▶ Text segment
*** Block opens ***

One thing you have to remember is that you're doing this on a shared memory architecture. The more loads/stores you are trying to do in parallel, the more chance you're going to have to hit contention with regards to memory access, which is a relatively slow operation. So in typical applications in my experience, don't benefit from more than 6 cores. (This is anecdotal, I could go into a lot of detail, but I don't feel like typing. Suffice to say, take these numbers with a grain of salt).
Try instead to minimize access to shared resources if possible, see what that does to your performance. Otherwise, optimize for what you got, and remember this:
Throwing more cores at a problem does not mean it will go quicker. Like with taxation, there's a curve as to when the number of cores, starts becoming a detriment to collecting the most performance out of your program. Find that "sweet spot", and use it.
You write
The above timings are when i use
pthreads. When i use openmp the timing
are smaller but follow the same
pattern.
Congratulations, you have discovered the pattern which all parallel programs follow ! If you plot execution time against number of processors the curve eventually flattens out and starts to rise; you reach a point where adding more processors slows things down.

*** Block closes ***

▶ Data provided
*** Block opens ***

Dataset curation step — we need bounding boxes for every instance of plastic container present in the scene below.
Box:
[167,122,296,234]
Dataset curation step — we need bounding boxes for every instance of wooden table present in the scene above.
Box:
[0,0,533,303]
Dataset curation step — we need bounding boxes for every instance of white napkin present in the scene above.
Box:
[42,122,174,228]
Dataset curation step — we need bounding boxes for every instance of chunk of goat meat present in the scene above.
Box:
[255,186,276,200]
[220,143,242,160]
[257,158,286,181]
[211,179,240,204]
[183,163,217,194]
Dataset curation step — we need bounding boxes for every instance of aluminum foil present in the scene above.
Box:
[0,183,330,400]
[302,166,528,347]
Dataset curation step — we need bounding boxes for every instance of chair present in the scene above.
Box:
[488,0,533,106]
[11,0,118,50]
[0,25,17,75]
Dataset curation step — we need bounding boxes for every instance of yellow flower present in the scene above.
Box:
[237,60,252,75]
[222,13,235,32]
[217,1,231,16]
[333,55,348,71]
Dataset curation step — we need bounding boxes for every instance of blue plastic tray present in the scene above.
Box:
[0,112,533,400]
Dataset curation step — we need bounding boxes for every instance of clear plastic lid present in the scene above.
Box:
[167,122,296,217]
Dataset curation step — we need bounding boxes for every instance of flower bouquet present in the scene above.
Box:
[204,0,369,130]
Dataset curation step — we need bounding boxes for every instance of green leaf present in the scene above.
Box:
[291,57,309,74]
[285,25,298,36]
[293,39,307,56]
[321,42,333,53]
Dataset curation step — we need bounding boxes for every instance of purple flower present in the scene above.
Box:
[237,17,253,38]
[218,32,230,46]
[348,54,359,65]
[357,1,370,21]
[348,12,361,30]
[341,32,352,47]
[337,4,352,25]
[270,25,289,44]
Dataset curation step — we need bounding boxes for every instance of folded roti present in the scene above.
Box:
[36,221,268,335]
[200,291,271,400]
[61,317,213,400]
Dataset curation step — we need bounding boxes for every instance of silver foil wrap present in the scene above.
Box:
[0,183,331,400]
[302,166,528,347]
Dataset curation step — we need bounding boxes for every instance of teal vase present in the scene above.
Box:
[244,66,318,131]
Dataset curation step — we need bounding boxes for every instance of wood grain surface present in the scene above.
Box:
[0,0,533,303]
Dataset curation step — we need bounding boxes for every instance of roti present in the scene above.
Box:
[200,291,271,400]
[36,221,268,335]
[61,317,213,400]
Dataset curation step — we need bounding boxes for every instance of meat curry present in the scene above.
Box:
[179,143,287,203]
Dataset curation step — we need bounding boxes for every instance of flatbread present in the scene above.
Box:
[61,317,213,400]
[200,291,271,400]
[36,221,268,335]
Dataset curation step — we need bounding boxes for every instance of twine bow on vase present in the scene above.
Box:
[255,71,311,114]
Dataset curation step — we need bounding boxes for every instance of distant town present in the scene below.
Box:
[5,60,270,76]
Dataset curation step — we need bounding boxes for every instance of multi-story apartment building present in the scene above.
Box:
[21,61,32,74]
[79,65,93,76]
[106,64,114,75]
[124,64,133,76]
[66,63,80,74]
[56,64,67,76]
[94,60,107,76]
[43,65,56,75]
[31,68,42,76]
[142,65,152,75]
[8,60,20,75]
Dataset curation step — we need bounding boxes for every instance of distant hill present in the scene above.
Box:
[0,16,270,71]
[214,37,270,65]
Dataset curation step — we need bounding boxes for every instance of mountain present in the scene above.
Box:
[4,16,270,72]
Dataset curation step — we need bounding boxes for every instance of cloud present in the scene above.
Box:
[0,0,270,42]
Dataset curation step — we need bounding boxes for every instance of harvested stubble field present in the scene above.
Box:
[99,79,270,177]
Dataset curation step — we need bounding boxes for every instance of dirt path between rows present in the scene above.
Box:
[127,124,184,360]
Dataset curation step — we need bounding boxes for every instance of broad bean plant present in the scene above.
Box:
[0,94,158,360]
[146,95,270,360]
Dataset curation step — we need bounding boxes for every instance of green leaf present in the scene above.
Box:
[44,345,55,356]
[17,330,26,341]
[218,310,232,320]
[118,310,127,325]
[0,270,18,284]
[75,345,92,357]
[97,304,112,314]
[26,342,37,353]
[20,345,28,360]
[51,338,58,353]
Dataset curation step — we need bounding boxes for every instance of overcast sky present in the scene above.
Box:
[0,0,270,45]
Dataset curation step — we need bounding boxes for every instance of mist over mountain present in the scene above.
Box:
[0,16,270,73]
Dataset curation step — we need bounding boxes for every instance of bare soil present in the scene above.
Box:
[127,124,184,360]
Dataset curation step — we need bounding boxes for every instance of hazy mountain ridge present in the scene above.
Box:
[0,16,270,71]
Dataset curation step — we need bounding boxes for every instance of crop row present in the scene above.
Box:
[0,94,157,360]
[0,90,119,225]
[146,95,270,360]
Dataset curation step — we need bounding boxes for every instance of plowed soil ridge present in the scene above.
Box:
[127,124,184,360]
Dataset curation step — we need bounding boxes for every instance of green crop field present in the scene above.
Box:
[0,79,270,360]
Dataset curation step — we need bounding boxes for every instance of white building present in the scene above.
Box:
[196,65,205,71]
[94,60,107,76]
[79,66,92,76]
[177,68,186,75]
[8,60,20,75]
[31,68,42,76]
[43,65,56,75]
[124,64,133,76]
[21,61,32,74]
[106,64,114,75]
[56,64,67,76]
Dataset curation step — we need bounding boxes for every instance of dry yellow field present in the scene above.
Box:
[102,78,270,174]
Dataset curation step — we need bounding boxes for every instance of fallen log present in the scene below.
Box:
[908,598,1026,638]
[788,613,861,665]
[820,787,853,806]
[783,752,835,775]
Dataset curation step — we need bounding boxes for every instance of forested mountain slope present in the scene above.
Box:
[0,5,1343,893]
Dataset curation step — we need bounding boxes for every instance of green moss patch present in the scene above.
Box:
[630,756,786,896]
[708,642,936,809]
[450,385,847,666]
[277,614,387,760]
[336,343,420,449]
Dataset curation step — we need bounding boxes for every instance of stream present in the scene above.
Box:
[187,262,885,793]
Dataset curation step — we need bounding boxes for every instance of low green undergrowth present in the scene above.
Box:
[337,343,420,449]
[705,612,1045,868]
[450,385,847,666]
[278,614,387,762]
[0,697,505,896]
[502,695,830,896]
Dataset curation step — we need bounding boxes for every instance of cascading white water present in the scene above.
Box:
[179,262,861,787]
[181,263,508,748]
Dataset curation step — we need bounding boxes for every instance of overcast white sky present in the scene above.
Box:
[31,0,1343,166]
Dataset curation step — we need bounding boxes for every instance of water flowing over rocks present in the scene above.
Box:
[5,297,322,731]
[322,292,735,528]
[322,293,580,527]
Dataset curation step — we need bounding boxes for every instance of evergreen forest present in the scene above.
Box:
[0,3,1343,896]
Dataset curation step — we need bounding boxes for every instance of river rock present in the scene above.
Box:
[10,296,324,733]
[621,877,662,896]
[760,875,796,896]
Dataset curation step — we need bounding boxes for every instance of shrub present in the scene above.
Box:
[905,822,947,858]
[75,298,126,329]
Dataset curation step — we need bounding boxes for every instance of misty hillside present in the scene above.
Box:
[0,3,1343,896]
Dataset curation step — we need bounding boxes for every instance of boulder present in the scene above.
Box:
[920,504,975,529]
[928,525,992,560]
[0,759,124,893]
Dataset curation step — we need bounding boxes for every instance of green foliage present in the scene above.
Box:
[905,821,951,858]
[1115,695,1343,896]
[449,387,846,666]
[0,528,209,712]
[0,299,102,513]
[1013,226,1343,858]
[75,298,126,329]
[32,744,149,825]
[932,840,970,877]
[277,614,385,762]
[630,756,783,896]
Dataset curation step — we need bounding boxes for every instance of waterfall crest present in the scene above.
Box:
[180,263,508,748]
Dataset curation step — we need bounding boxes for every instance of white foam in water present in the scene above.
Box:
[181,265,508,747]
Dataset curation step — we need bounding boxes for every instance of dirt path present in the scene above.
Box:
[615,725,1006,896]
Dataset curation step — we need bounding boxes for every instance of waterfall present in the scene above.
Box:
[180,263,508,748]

*** Block closes ***

▶ Exercise
Quote every command in the forum text on adding processor cores that tells the reader to do something, listing each one separately.

▶ Solution to this exercise
- take these numbers with a grain of salt
- Try instead to minimize access to shared resources if possible
- see what that does to your performance
- optimize for what you got
- remember this
- Find that "sweet spot"
- use it